Instruction – Print the data that follows exactly.

──────

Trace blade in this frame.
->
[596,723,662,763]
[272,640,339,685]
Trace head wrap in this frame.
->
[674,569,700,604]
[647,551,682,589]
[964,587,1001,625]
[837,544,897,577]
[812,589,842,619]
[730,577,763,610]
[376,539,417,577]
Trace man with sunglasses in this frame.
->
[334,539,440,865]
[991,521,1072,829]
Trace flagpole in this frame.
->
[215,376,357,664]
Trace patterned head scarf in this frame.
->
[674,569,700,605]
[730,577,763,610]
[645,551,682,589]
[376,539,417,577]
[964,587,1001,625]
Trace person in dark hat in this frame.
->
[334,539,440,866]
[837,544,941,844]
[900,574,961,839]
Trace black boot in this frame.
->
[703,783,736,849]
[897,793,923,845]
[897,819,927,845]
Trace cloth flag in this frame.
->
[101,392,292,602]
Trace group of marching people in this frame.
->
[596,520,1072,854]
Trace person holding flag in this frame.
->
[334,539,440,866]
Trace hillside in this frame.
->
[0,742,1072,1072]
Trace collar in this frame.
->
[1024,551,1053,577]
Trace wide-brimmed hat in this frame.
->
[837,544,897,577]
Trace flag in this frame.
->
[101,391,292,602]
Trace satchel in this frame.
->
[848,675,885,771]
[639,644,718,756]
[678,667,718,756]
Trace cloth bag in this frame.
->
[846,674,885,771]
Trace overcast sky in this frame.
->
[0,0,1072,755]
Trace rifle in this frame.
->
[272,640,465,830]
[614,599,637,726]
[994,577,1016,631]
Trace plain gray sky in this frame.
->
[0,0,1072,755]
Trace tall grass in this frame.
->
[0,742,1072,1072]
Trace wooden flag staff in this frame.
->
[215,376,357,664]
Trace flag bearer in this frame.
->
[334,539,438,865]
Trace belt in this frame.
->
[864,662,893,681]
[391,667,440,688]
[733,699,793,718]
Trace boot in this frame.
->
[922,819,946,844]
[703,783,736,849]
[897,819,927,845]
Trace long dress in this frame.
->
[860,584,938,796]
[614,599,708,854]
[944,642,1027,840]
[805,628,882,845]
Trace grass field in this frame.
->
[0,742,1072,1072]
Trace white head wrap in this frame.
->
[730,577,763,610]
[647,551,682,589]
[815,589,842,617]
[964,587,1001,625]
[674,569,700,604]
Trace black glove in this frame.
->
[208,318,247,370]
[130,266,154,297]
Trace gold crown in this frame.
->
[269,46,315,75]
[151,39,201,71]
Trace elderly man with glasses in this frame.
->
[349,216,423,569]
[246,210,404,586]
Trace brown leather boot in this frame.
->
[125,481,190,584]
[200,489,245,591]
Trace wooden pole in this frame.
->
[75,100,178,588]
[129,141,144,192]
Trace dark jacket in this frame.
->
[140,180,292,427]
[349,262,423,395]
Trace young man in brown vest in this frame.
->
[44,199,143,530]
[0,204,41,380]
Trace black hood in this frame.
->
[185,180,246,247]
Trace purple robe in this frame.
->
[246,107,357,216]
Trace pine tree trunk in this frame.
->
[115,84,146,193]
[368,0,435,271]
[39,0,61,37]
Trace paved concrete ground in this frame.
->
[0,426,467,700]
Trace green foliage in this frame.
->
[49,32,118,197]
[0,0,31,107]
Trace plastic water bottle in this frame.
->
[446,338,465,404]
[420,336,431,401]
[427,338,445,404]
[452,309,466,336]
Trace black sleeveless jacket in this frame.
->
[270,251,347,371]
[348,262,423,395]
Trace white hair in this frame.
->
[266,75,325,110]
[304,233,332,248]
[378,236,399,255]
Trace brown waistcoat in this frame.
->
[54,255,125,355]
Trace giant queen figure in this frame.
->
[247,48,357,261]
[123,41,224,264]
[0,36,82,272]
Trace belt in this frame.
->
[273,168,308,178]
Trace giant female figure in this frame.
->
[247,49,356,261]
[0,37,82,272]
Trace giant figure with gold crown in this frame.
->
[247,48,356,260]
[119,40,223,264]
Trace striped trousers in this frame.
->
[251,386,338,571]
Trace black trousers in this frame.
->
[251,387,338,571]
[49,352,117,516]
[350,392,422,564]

──────

Output of the task –
Trace blade in this frame.
->
[596,723,662,763]
[272,640,339,685]
Trace head wrap in this frame.
->
[674,569,700,604]
[647,551,682,589]
[964,587,1001,625]
[837,544,897,577]
[812,589,842,619]
[730,577,763,610]
[376,539,417,577]
Trace man with sunglasses in this frame.
->
[334,539,440,865]
[991,521,1072,829]
Trace flagpole in this frame.
->
[215,376,357,664]
Trace patterned head scarf in this frame.
->
[674,569,700,605]
[730,577,763,610]
[645,551,682,589]
[376,539,417,577]
[964,587,1001,625]
Trace person in dark hat in this frame.
->
[334,539,440,866]
[837,544,941,844]
[900,574,961,839]
Trace black boot in this frame.
->
[703,783,736,849]
[897,793,923,845]
[897,819,927,845]
Trace cloth flag in this frame.
->
[101,392,292,602]
Trace group of marching people in this frame.
->
[596,520,1072,854]
Trace person holding flag in this frame.
->
[334,539,440,866]
Trace hillside in this frame.
->
[0,742,1072,1072]
Trace collar in this frame.
->
[1024,551,1053,577]
Trace wide-brimmed hat in this frame.
->
[837,544,897,577]
Trace flag in this frame.
->
[101,391,292,602]
Trace satchel in this frame.
->
[848,675,885,771]
[639,644,718,756]
[678,667,718,756]
Trace cloth bag in this frame.
->
[846,674,885,771]
Trace overcast sky in this frame.
->
[0,0,1072,755]
Trace rifle in this frame.
->
[272,640,465,830]
[614,599,637,726]
[994,577,1016,631]
Trace plain gray sky in this frame.
->
[0,0,1072,755]
Trace tall grass in this frame.
->
[0,742,1072,1072]
Trace wooden flag staff in this frame.
->
[215,376,357,664]
Trace flag bearer in this frame.
->
[334,539,438,865]
Trace belt in this frame.
->
[864,662,893,681]
[391,667,440,688]
[733,699,793,718]
Trace boot in this frame.
->
[922,819,946,844]
[703,783,736,849]
[897,819,927,845]
Trace long dress in this frame.
->
[860,584,938,796]
[614,599,708,854]
[944,642,1027,840]
[805,628,882,845]
Trace grass field in this frame.
->
[0,742,1072,1072]
Trace white head wrap in this frame.
->
[730,577,763,610]
[647,551,682,589]
[815,589,842,617]
[964,587,1001,625]
[674,569,700,604]
Trace black glove in this frame.
->
[208,318,247,370]
[130,266,154,297]
Trace gold crown in this frame.
->
[269,46,315,75]
[151,39,201,71]
Trace elderly man with glasses in this frame.
->
[349,216,423,569]
[246,210,404,586]
Trace brown leather boot in this frame.
->
[125,481,190,584]
[200,489,245,591]
Trace wooden pole in this frame.
->
[75,100,178,588]
[129,141,144,192]
Trace dark jacket in this frame.
->
[140,180,292,427]
[349,262,423,395]
Trace young man in brown vest in this frame.
->
[44,199,143,530]
[0,204,41,380]
Trace black hood in this frame.
->
[185,180,246,247]
Trace purple robe in this frame.
->
[246,107,357,216]
Trace pine tree trunk in this frame.
->
[115,84,146,193]
[368,0,435,271]
[39,0,61,37]
Trace paved concrete ground in this frame.
->
[0,426,467,700]
Trace green foliage in this frame.
->
[49,32,118,197]
[0,0,31,107]
Trace plastic water bottle in this frame.
->
[446,338,465,404]
[420,336,431,401]
[427,338,445,404]
[452,309,466,336]
Trace black sleeveless jacket in this frame.
->
[270,251,347,371]
[348,262,423,395]
Trace white hair in this frame.
->
[266,75,325,110]
[304,233,332,248]
[378,236,399,255]
Trace brown waistcoat in this frame.
->
[54,255,125,355]
Trace giant queen figure in this frame.
->
[247,48,357,261]
[123,41,224,264]
[0,36,82,272]
Trace belt in this frame.
->
[273,168,308,178]
Trace giant female figure in this frame.
->
[247,49,356,261]
[0,37,82,272]
Trace giant figure with gold crown in this frame.
->
[247,48,356,260]
[119,40,223,264]
Trace striped trousers in this frame.
->
[251,386,338,571]
Trace black trousers in this frame.
->
[251,387,338,571]
[49,352,117,516]
[350,392,422,564]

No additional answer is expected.